Consignes:
1. Relevez, s'il vous plaît, toutes les entreprises qui, selon l'article sur le contrat Akilee, ont bénéficié de faveurs.
2. Poursuivez l'article sur le contrat Akilee à partir de sa dernière phrase.

Extrait fourni:
────────

Plus que les 187 milliards de francs Cfa, qu’il recouvre et complaisamment livrés sur un plateau d’argent au milieu d’une mer de délits d’initiés, de conflits d’intérêts, de copinages, de magouilles et de décisions en cantimini sans compter les paiements effectués à la veille d’une passation de service, en fast-track, ce dont il s’agit c’est de la criminalisation d’un service public à des fins privées, politiciennes, pouvoiristes.
A l’instar de Floyd privé de son sang, forcé à une mort atroce, la Senelec voit un pneu enduit de carburant autour de son cou, avec une mèche entre les mains du principal signataire de l’accord.
Ce que cela signifie, c’est qu’elle devra, année après année, et bien au delà de la durée du contrat, sorte de mariage catholique indissoluble, continuer à verser au bassinet des heureux bénéficiaires sommes folles.
Assassinat de l’économie
Avec l’aide criminelle de son ex-directeur General, actuel ministre de l’Energie, Makhtar CISSE, sous le regard complice de Mademba Biteye, son successeur à la tête de l’entreprise publique d’électricité, et la participation d’autres acteurs de la société, le plan ourdi dépasse celle-ci.
Disons-le en ternes crus: ce n’est rien d’autre qu’un assassinat de l’économie sénégalaise en s’assurant que la facture soit assumée par une population dont l’avis, pourtant essentiel, n’a pas été requis une seule fois.
Ce contrat Akilee est un killer. Il ne mérite dès lors qu’un seul sort: être cassé et ses auteurs poursuivis.
Qu’on ne vienne pas me dire qu’il y aurait un risque à assumer si une telle procédure était enclenchée.
Il n’y en a aucun. Pour la simple raison que les protagonistes qui l’ont conçu ont agi en malfaiteurs.
Aucune juridiction au monde, digne de ce nom, n’accorderait la moindre compensation à quiconque parmi eux aurait le toupet d’en réclamer.
Bien au contraire, c’est à l’état du Sénégal (pourvu que Macky SALL lui-même ne soit pas mêlé, comme c’est fort probable, à l’entourloupe) et au peuple sénégalais de revendiquer non seulement le remboursement des sommes perçues mais des intérêts dus aux pertes causés par cet acte de haute criminalité.
Les derniers défenseurs qu’Akilee maintient autour de sa cause à forte dose de publicité payée et d’émoluments versés, ont beau jeu de s’étonner qu’une plus grande pression soit exercée sur le contrat de leur protégée.
Pourquoi, affirment ils, il n’en est pas de même pour d’autres entités aussi mouillées, à la lumière des nombreux brigandages du régime criminogène en place, assis sur le cou du Sénégal?
Il n’en manque pas. Des faveurs faites à Total, Senac, Alsthom, Fonroge, Eiffage, Toscalys, Henan, c’est-à-dire à des firmes françaises, Turques, Chinoises et d’autres de provenance étrangère sont lésion dans le pays.

────────

Extraits des entrées:

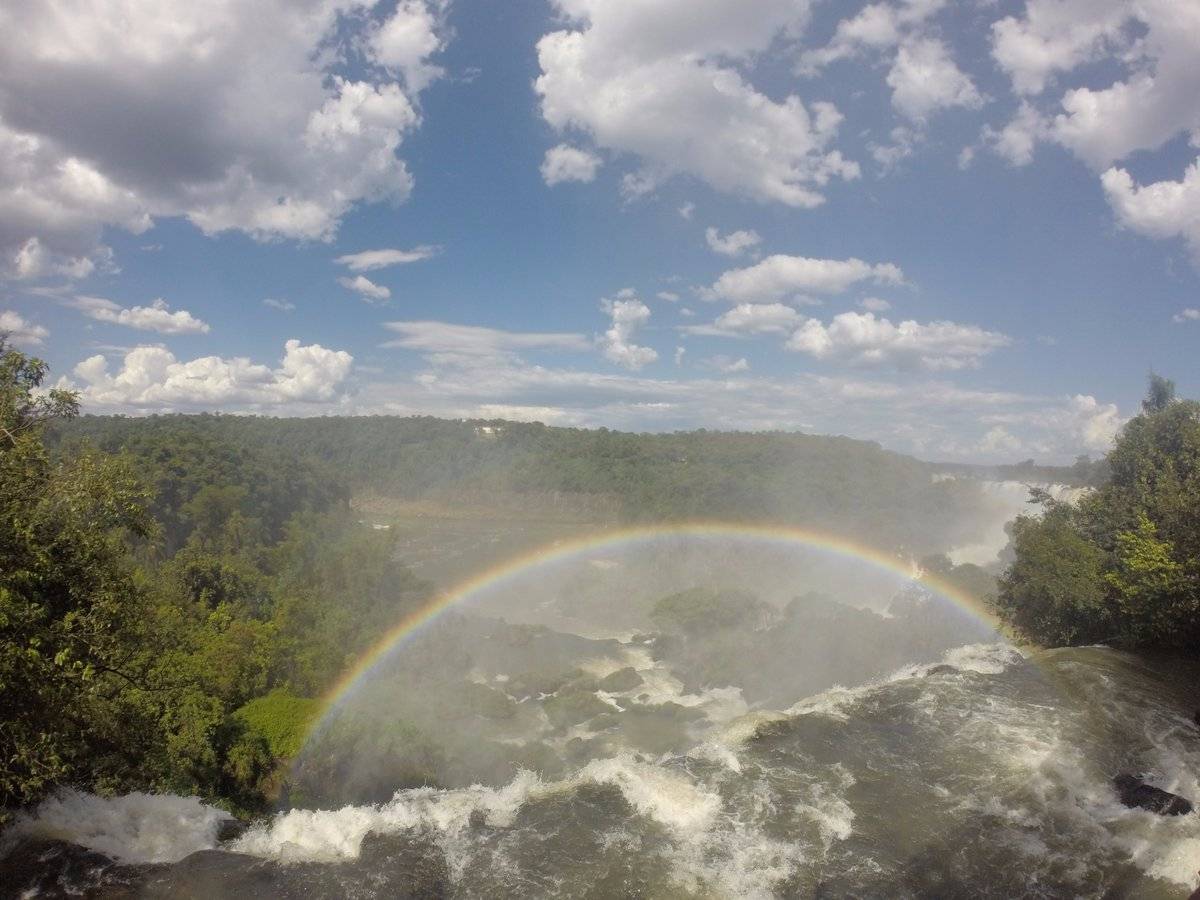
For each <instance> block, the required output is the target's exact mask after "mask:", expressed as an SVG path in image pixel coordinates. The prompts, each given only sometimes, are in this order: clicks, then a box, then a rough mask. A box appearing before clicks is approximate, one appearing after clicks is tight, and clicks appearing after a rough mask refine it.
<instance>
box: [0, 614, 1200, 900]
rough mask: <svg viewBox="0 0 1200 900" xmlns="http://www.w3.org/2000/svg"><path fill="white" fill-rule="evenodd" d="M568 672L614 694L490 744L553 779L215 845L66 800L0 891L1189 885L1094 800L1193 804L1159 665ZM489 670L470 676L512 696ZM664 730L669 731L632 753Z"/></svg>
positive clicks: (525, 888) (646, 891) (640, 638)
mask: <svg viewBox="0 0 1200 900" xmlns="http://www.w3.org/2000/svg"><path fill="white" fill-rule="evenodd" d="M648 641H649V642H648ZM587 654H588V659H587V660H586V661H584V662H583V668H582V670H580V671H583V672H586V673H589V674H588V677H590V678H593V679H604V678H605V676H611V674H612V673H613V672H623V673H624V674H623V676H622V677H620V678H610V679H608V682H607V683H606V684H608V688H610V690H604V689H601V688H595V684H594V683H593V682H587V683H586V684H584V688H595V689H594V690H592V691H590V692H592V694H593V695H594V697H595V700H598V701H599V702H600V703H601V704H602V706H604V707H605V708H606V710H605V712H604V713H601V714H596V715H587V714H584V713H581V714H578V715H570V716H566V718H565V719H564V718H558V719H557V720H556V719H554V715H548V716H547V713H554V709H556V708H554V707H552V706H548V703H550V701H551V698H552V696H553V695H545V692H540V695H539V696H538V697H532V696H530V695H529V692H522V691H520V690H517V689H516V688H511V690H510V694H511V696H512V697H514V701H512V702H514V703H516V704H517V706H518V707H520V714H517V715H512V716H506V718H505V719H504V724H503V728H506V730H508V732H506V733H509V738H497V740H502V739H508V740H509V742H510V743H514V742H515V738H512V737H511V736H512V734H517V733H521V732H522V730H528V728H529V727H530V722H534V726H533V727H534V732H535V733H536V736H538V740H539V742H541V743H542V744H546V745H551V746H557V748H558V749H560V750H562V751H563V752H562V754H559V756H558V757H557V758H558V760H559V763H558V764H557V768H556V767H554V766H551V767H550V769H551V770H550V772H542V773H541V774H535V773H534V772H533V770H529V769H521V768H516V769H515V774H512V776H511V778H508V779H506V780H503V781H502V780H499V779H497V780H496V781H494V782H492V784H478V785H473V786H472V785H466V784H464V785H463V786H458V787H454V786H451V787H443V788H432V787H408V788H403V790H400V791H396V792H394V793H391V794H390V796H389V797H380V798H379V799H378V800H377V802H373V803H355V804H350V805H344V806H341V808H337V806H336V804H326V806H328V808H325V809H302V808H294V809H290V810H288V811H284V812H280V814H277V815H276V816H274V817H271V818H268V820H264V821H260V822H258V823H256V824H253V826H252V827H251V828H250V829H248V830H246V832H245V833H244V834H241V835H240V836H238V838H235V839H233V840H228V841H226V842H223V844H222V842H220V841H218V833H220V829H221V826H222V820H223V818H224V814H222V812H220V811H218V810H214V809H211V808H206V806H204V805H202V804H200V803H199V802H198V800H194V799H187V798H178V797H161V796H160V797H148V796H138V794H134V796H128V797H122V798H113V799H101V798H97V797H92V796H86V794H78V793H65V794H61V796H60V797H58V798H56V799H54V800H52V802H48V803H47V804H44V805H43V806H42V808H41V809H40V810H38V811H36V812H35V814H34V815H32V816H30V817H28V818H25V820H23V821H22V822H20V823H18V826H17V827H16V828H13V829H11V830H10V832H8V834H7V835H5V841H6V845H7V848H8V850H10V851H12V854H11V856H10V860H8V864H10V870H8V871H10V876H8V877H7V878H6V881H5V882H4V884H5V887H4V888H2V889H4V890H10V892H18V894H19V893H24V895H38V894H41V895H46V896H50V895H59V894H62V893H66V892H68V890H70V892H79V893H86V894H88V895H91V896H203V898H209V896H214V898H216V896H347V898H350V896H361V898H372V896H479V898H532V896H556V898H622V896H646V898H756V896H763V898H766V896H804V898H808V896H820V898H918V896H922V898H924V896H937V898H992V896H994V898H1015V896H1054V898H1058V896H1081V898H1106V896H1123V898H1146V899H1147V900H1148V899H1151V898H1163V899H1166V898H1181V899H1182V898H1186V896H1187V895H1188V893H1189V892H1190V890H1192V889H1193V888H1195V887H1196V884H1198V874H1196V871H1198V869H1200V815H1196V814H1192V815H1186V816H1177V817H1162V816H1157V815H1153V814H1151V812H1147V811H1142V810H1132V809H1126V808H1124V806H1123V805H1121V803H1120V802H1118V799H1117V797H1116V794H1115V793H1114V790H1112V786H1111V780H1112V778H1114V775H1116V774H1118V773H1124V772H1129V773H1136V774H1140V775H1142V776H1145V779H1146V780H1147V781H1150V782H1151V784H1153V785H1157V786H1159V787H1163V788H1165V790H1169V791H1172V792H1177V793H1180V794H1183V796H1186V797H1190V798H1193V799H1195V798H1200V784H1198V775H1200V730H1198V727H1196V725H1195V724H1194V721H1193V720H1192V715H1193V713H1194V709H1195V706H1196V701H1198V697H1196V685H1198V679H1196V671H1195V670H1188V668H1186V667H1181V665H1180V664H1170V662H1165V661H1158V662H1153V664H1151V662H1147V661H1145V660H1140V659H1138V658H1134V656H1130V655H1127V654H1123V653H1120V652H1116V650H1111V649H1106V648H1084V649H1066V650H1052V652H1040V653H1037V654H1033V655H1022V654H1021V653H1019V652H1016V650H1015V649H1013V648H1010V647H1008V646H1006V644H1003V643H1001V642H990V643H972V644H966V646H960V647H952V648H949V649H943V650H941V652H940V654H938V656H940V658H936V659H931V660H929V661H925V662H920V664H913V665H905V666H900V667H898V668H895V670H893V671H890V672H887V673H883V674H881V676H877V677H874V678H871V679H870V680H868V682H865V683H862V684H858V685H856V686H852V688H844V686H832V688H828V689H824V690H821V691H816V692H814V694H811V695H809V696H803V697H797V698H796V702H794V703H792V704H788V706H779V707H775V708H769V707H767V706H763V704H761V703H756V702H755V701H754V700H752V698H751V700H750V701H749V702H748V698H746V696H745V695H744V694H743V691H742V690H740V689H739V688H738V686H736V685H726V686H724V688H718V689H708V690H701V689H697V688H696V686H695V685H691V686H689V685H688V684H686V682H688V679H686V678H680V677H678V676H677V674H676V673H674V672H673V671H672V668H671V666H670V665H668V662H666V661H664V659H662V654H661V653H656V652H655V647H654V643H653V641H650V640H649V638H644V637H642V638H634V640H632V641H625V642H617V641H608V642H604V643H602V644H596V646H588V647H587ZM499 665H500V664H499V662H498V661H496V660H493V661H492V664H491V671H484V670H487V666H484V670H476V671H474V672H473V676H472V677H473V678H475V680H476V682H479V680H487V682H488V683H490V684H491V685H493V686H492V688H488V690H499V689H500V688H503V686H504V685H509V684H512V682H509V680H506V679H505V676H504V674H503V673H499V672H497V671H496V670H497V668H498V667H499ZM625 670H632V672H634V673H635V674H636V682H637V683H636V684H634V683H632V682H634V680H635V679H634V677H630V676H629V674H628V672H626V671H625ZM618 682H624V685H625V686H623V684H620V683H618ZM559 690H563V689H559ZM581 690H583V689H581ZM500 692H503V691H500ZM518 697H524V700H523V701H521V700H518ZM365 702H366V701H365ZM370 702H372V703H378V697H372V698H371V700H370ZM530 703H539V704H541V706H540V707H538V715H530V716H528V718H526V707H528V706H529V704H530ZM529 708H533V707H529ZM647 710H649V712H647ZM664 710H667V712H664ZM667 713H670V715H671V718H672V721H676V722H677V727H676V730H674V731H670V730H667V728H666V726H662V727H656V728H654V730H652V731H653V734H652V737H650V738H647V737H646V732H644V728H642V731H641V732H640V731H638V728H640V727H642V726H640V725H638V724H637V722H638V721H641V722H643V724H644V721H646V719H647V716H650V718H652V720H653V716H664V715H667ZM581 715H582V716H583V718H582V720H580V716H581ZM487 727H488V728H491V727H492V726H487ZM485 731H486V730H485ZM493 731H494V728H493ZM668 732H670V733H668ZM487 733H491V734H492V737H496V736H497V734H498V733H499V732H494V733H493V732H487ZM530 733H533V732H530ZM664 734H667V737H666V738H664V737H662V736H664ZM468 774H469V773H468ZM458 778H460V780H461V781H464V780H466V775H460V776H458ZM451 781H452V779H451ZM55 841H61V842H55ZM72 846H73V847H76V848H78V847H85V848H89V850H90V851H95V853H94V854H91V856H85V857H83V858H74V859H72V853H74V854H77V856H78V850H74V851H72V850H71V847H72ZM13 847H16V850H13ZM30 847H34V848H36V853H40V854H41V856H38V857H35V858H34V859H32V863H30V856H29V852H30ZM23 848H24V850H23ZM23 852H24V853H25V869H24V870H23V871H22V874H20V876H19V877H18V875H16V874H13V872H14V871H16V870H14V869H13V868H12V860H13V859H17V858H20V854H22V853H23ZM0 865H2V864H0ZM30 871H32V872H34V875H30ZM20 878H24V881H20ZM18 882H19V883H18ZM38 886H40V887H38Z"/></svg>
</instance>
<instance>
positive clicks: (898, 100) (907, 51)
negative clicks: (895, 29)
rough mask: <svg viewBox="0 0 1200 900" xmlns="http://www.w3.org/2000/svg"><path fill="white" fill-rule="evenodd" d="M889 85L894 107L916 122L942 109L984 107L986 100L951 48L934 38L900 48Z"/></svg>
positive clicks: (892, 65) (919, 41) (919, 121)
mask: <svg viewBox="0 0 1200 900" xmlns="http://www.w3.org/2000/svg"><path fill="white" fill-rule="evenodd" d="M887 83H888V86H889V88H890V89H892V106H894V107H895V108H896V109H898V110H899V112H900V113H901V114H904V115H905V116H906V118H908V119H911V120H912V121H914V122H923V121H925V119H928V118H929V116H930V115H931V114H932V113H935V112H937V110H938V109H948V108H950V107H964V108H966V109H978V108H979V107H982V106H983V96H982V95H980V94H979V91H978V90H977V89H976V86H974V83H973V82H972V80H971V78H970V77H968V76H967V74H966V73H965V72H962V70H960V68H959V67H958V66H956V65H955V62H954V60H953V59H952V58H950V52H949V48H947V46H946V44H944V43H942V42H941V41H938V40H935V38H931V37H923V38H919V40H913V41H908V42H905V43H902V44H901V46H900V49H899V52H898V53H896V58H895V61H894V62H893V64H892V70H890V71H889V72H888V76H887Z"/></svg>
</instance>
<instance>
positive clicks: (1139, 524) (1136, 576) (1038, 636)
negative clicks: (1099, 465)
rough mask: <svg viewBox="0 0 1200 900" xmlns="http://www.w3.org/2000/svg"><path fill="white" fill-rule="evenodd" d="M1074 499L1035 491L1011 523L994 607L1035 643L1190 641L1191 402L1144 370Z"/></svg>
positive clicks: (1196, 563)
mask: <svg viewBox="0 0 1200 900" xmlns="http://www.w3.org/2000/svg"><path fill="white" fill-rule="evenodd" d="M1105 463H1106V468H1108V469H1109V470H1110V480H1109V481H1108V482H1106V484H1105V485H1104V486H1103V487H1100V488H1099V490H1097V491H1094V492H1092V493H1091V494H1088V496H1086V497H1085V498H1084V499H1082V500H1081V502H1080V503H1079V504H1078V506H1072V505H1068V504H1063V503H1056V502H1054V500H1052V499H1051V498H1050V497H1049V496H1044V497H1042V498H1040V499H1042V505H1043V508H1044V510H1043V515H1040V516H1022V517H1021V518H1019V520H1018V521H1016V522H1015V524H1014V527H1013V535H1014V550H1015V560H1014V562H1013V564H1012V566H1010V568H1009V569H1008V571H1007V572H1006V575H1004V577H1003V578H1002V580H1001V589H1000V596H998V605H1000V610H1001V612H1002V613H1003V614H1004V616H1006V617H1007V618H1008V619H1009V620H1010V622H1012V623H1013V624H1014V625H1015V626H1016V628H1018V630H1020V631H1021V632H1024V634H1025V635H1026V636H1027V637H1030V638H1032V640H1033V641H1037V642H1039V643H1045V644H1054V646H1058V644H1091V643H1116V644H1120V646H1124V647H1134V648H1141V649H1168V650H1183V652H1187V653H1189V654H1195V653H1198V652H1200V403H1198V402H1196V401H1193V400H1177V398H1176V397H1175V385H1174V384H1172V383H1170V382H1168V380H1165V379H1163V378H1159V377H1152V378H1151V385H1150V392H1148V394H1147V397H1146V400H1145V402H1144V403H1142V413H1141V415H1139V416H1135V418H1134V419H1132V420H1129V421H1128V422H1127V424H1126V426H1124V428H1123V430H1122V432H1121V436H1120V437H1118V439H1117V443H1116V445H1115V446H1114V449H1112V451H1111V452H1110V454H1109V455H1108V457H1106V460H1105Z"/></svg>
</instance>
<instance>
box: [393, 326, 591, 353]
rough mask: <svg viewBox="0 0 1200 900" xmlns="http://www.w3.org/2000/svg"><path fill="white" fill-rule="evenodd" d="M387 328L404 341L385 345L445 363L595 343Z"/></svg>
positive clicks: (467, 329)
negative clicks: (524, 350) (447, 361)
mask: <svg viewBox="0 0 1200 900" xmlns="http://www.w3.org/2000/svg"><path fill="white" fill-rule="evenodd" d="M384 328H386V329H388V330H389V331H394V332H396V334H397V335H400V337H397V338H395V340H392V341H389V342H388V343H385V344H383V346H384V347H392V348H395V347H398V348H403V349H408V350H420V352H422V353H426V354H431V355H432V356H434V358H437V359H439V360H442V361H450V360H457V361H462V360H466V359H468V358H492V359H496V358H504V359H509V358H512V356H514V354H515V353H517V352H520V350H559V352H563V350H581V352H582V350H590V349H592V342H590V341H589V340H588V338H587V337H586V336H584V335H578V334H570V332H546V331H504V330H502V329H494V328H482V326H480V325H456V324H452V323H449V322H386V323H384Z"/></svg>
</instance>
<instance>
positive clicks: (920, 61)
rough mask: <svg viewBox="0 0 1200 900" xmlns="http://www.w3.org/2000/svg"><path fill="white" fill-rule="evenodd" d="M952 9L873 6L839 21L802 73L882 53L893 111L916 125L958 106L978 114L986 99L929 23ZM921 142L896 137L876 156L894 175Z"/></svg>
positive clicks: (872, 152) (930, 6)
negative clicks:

────────

Réponses:
1. Total, Senac, Alsthom, Fonroge, Eiffage, Toscalys, Henan

2.
On ne saurait, bien sûr, pas oublier la mère des crimes: la dissipation de nos hydrocarbures par l’homme le plus détesté du Sénégal, Aliou SALL, sous le parapluie de son frère, Macky, de mèche avec des forbans, comme Frank Timis.
Les défenseurs de Akilee sautent sur l’apparent silence autour de ces autres megacrimes économiques pour crier à…la ségrégation contre ce qu’ils présentent en champion national détesté, victime de la jalousie des africains (comprenez sénégalais) contre les leurs.
Argumentaire aussi léger que suintant un opportunisme crasse.
L’évidence est plus pragmatique. Autant en effet il faudra revisiter tous les deals ayant desservi le peuple sénégalais sous la gouverne d’un leadership mafieux, autant commencer par le “low hanging fruit”, le fruit pourri à portée de main et qui concentre tous les maux de cette gouvernance toxique.
Ce réalisme commande de se rabattre sur le scandale Akilee pour le vider.
Ce sont du reste les protagonistes impliqués, aidés jusque dans le Club des (non) investisseurs, qui ont facilité la tâche. Par leurs querelles et révélations, ils permettent, en recoupant les informations qu’ils fournissent les uns contre les autres, de pouvoir percer le cœur de cette arnaque et d’en finir, en les mettant dans le même panier, avec ses auteurs.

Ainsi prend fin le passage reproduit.